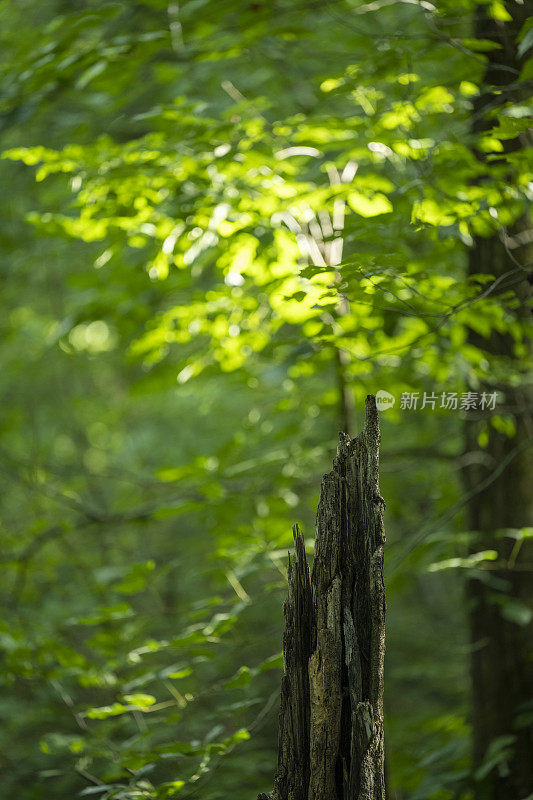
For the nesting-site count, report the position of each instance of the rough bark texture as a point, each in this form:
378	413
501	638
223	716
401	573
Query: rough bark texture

◇ ◇ ◇ ◇

Reformat these lines as a Markdown table with columns Num and Content, one numbered row per line, omitting blank lines and the picture.

Response =>
| Num | Content |
|---|---|
| 1 | For the nesting-site count, report the position of each instance of the rough bark texture as a point, each in this form: |
| 2 | 378	413 |
| 3 | 501	638 |
| 4 | 223	716 |
| 5 | 401	573 |
| 6 | Query: rough bark texture |